**GIVEN EXERCISE 1**
In the thesis repository excerpt below, which two techniques can normalize captured data traffic during the pre-processing stage?

**EXCERPT**
Msc Computer Vision, Machine Learning and Robotics Thesis Github Repository

Title: A Lightweight Supervised Intrusion Detection System for Future Smart Grid Metering Network

Abstract:

The integration of information and communication technologies into the power generation, transmission and distribution system provides a new concept called Smart Grid (SG). The wide variety of devices connected to the SG communication infrastructure generates heterogeneous data with different Quality of Service (QoS) requirements and communication technologies. Hence, this project aims to design a robust IDS dealing with anomaly SG data and impose the proper defence algorithm to alert the network. An intrusion Detection System (IDS) is a surveillance system monitoring the traffic flow over the network, seeking any abnormal behaviour to detect possible intrusions or attacks against the SG system.

Smart Meter Intrusion Detection System (IDS) Architecture:

Data traffic is captured, and passed through the pre-processing stage, where is normalized using either the min-max normalization or the standard scaler technique. The second pre-processing step is to encode non-numeric features using one-hot encoding. The final pre-processing step is either feature selection or dimensionality reduction. The next stage is to classify if the data traffic captured as either normal or malicious, by using either Spiking Neural Networks (SNN) or other traditional machine learning techniques such as Decision Tree (DT), Random Forest (RF), Multi-layer Perceptron (MLP), Gradient-boosting Classifier (GBC) and K nearest neighbors (K-NN). Last step is the evaluation of the classfier.

Performance Evaluation metrics

About Spiking Neural Networks

SNNs are a kind of artificial neural networks, with the difference being that rather than having the traditional artificial neuron (e.g. McCulloch-Pits) they trade it for a spiking neuron. Spiking neurons, produce a weighted sum of inputs but instead of forwarding the result into an activation function (e.g. sigmoid, ReLU), this sum contributes to the membrane potential U(t) of the neuron. The main condition is when U(t) passes a pre-defined threshold the neuron will emit a spike to successive connections. Figure above illustrates the architecture of a single spiking neuron. From the left image we see the implicit recurrence (i.e the decay part) and V (explicit recurrence) is the multiplication of Sout[t] and -θ. The right image shows an unrolled iteration of how the neuron operates.

Reference

Jason K. Eshraghian, Max Ward, Emre Neftci, Xinxin Wang, Gregor Lenz, Girish Dwivedi, Mohammed Bennamoun, Doo Seok Jeong, and Wei D. Lu “Training Spiking Neural Networks Using Lessons From Deep Learning”. arXiv preprint arXiv:2109.12894, September 2021.

**GIVEN EXERCISE 2**
Collect every line in the rows below that contains the string "crowd".

**DATA SECTION**
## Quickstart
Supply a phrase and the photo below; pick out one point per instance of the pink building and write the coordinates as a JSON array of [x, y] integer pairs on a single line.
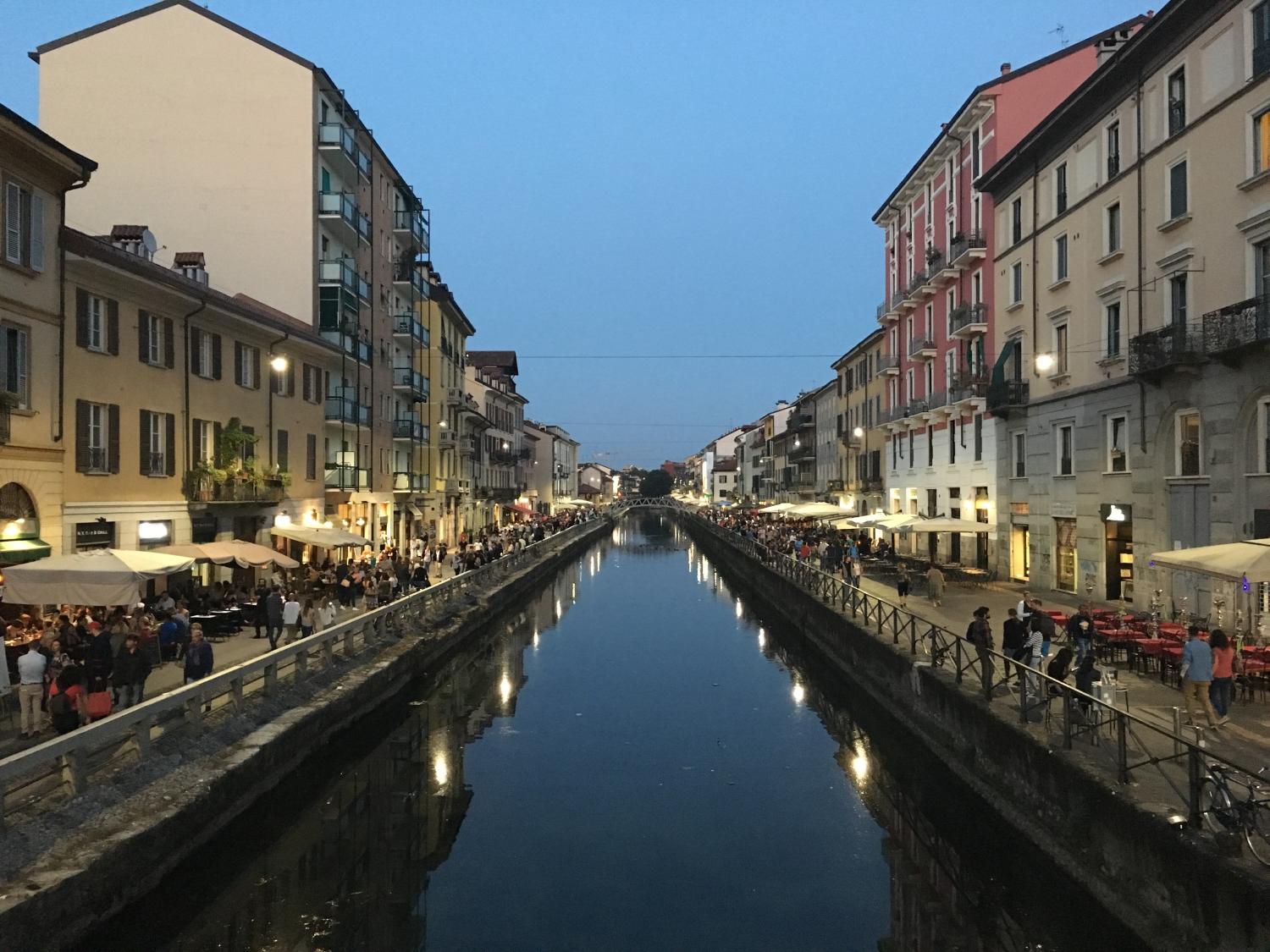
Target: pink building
[[941, 446]]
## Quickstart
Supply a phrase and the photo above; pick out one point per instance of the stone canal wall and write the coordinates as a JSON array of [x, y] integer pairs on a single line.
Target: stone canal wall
[[94, 857], [1178, 890]]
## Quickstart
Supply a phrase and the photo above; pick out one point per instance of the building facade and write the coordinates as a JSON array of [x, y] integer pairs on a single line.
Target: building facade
[[940, 240], [297, 206], [1138, 415], [36, 172]]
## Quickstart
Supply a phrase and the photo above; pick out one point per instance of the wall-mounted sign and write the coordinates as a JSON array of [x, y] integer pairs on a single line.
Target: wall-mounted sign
[[94, 535]]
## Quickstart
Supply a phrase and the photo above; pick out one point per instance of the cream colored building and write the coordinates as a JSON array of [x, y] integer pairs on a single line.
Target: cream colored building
[[160, 373], [266, 168], [36, 172], [1132, 292]]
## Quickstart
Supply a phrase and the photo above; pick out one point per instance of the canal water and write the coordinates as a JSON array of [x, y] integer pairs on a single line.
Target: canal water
[[632, 759]]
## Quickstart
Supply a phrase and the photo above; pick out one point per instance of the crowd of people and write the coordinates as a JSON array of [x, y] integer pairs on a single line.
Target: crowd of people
[[83, 663]]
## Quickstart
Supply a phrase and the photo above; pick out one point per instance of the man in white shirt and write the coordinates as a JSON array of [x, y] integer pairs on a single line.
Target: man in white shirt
[[30, 688], [290, 619]]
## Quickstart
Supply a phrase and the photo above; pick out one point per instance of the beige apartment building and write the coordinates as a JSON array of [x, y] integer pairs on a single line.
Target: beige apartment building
[[36, 172], [861, 385], [497, 457], [279, 182], [190, 415], [1132, 291]]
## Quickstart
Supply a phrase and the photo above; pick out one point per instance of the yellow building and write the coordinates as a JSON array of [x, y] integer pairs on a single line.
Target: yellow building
[[190, 415], [36, 172]]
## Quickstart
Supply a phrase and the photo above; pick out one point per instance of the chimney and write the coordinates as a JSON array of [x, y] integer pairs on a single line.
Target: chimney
[[135, 239], [190, 264]]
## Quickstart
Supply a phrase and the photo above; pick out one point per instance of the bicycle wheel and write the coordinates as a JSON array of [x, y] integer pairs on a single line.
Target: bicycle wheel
[[1218, 812], [1256, 832]]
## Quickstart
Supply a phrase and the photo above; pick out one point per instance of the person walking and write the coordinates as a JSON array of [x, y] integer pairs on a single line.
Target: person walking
[[198, 657], [935, 584], [131, 669], [980, 634], [1196, 677], [30, 688], [1226, 664]]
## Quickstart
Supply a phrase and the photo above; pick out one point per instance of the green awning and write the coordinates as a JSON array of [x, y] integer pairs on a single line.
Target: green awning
[[14, 551]]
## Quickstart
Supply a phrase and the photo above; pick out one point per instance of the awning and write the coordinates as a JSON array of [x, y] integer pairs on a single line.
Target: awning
[[15, 551], [319, 536]]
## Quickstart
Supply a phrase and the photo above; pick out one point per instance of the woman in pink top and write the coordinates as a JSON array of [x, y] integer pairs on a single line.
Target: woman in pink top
[[1224, 664]]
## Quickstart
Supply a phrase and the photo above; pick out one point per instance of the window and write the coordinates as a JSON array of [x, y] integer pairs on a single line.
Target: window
[[23, 226], [1178, 300], [246, 366], [1188, 433], [15, 363], [1064, 451], [97, 437], [1113, 325], [157, 436], [1118, 456], [1179, 200], [1113, 231], [1178, 101]]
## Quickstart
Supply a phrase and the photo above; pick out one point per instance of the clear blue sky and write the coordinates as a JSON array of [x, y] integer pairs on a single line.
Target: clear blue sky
[[644, 177]]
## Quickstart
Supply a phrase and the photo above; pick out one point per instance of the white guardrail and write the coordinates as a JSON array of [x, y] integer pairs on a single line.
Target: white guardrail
[[68, 763]]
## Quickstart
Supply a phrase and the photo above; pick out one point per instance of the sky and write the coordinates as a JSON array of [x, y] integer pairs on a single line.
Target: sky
[[662, 207]]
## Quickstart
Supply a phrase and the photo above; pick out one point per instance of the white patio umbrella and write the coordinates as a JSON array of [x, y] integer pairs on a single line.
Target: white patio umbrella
[[246, 555], [1232, 561], [945, 523], [101, 576]]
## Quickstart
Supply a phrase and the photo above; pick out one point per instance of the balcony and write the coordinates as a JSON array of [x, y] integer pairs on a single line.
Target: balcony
[[1008, 396], [200, 489], [1156, 352], [967, 246], [408, 329], [413, 226], [409, 482], [1236, 327], [967, 320], [343, 408], [406, 380], [922, 349], [345, 477], [411, 429]]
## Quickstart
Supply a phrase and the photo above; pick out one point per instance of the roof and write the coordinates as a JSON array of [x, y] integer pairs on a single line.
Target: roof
[[998, 81], [86, 165], [240, 305], [503, 360], [230, 25], [1095, 96]]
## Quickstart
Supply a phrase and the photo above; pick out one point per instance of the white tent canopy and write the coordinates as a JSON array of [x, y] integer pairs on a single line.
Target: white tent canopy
[[101, 576], [319, 536], [942, 523], [246, 555], [1232, 561]]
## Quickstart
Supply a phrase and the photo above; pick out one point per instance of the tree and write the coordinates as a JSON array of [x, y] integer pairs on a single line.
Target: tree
[[657, 484]]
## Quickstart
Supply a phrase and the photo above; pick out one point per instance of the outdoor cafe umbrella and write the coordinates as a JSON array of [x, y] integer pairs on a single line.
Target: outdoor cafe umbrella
[[246, 555], [101, 576]]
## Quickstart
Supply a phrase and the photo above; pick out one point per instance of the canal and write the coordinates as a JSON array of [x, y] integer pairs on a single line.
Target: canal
[[635, 758]]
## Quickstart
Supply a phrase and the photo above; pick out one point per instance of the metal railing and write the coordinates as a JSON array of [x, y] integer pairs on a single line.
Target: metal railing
[[68, 764], [1119, 741]]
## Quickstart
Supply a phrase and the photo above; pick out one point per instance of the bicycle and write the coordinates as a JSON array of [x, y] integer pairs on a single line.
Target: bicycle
[[1224, 812]]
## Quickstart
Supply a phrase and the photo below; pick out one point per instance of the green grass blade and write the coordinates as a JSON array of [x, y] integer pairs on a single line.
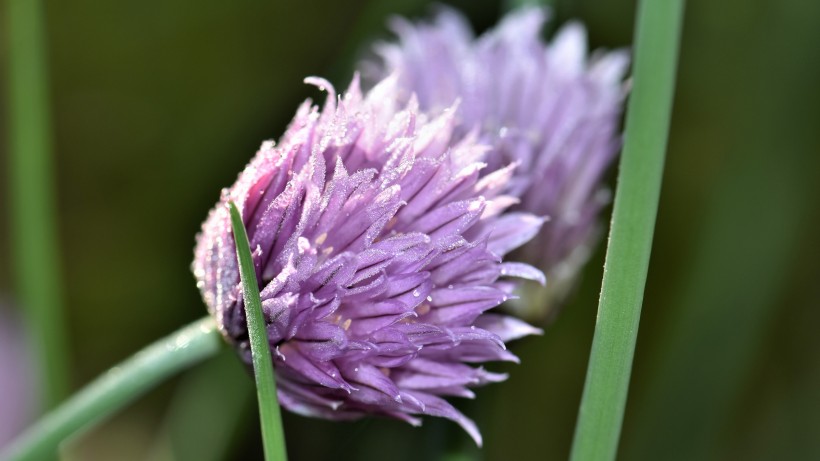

**ANSWER 1**
Either min-max normalization or the standard scaler technique.

**ANSWER 2**
Supply a phrase and the photo above; pick out one point per instance of the crowd of people and write the coordinates as a JSON array of [x, y] integer pairs on a single line.
Target: crowd of people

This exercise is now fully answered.